╔══

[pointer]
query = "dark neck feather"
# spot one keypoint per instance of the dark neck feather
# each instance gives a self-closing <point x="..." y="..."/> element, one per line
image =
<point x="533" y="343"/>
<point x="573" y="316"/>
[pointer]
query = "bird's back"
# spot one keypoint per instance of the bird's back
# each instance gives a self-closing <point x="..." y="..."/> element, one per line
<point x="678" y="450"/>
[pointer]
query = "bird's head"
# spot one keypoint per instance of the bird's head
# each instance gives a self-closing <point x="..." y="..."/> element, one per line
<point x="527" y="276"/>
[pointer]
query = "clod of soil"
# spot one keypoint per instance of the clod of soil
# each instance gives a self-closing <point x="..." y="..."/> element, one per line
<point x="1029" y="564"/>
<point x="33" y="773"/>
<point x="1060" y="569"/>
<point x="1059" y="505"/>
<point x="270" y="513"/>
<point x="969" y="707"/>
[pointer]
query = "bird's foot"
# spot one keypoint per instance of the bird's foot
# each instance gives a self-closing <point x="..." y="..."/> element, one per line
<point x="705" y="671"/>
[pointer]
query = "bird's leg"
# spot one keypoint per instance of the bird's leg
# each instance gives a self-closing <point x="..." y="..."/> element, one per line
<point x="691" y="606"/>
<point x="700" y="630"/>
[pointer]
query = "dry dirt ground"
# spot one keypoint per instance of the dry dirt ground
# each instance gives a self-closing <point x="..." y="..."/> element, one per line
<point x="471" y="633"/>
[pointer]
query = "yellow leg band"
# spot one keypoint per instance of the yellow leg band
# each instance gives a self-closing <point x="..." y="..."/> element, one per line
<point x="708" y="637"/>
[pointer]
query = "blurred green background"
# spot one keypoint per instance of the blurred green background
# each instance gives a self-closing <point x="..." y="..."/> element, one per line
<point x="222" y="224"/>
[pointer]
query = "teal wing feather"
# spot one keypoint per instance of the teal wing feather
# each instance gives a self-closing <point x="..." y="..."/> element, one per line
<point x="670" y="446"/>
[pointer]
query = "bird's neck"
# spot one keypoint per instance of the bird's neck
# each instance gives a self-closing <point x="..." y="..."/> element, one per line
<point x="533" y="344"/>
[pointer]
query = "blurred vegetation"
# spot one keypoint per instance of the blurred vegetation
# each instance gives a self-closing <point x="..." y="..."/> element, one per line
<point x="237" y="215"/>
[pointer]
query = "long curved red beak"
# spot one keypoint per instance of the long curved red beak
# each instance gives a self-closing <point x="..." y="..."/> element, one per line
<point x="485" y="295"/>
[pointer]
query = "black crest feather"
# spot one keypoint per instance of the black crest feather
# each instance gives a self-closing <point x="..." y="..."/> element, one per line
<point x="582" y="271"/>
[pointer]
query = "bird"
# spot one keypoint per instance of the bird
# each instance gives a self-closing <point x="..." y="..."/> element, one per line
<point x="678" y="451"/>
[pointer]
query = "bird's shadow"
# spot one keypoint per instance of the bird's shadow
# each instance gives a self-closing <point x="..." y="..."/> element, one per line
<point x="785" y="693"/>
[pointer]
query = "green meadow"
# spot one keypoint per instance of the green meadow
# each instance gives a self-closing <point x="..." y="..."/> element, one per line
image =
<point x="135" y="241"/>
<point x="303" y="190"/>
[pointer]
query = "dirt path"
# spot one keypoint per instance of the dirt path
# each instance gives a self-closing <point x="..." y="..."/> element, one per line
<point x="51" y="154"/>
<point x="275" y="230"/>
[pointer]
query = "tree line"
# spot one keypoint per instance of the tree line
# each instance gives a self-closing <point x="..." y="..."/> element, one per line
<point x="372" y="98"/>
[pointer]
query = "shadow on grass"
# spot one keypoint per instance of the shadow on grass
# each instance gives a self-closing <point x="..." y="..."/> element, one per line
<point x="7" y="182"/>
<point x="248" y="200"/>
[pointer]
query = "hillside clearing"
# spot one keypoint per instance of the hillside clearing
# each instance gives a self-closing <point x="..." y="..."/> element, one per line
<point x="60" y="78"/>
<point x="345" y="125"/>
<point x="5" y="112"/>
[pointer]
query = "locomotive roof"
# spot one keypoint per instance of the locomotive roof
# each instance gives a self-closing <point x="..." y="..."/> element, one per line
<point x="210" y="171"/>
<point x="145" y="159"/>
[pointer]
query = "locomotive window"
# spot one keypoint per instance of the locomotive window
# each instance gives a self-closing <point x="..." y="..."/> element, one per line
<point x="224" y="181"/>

╚══
╔══

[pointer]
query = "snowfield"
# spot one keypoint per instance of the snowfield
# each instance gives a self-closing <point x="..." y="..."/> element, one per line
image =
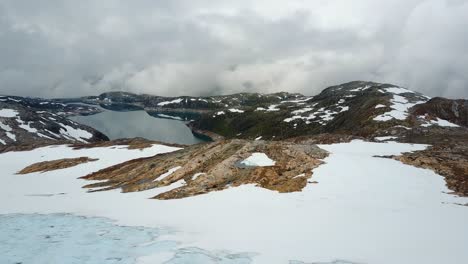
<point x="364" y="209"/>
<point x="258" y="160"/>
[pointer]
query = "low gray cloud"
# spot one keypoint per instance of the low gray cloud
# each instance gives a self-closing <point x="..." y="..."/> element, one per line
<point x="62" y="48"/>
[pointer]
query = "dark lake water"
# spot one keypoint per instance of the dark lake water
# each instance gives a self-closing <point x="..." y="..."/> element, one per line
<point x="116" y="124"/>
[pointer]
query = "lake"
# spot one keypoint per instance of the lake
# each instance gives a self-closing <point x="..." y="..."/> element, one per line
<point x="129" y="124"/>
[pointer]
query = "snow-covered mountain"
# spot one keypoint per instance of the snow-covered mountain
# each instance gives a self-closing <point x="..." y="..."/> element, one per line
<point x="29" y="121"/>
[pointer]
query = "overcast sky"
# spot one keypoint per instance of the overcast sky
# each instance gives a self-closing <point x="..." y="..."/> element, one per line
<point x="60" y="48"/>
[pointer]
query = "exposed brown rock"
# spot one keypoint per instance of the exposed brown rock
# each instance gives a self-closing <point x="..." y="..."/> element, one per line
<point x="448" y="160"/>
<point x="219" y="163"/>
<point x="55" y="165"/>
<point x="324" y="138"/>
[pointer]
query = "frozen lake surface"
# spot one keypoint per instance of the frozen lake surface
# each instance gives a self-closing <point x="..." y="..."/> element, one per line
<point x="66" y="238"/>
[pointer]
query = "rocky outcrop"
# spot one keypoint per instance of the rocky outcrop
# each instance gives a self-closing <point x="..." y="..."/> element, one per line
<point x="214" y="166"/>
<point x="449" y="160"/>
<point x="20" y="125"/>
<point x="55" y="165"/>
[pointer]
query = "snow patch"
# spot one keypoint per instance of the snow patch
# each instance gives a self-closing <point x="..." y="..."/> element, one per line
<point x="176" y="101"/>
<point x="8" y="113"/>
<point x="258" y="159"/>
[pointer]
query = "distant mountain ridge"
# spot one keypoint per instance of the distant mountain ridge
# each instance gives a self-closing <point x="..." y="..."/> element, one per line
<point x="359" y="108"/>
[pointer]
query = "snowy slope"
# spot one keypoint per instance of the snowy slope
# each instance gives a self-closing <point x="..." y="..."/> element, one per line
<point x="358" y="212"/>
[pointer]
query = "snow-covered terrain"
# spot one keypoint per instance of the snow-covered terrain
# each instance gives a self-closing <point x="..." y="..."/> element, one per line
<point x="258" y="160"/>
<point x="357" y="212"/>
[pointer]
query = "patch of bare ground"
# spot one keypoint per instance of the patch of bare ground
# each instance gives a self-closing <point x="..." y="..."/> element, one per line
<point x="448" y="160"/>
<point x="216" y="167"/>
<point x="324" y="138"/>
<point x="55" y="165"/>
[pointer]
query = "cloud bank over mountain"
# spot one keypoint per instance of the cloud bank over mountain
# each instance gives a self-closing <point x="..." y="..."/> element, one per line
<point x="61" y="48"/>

╚══
╔══

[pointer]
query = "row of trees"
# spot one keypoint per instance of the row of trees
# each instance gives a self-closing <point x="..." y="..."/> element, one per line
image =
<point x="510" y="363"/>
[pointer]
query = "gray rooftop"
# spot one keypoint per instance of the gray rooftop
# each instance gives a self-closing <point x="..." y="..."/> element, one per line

╚══

Show every line in the items above that contains the word "window", treating uppercase and lowercase as different.

query = "locomotive window"
# spot one keypoint per instance of the locomotive window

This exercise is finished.